-- Begin Raw records --

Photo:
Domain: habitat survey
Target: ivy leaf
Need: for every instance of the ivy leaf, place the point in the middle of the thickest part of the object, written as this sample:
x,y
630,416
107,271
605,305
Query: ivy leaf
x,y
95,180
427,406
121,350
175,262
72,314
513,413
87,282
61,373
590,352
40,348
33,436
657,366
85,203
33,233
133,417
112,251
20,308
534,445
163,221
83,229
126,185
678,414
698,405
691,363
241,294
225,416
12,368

-- End Raw records --

**Required task:** Print all the lines of the records above again, without changing anything.

**Answer to the exercise:**
Photo:
Domain: habitat survey
Target: ivy leaf
Need: for every instance of the ivy leaf, place the point in the middle of the thickest part of the object, written as this sample:
x,y
630,416
107,271
605,305
Query: ivy leaf
x,y
95,180
427,406
121,350
175,262
72,314
513,413
87,282
61,373
590,352
40,348
33,436
657,366
85,203
33,233
133,417
112,251
20,308
534,445
163,221
83,229
126,185
678,414
698,405
691,363
241,294
225,416
12,368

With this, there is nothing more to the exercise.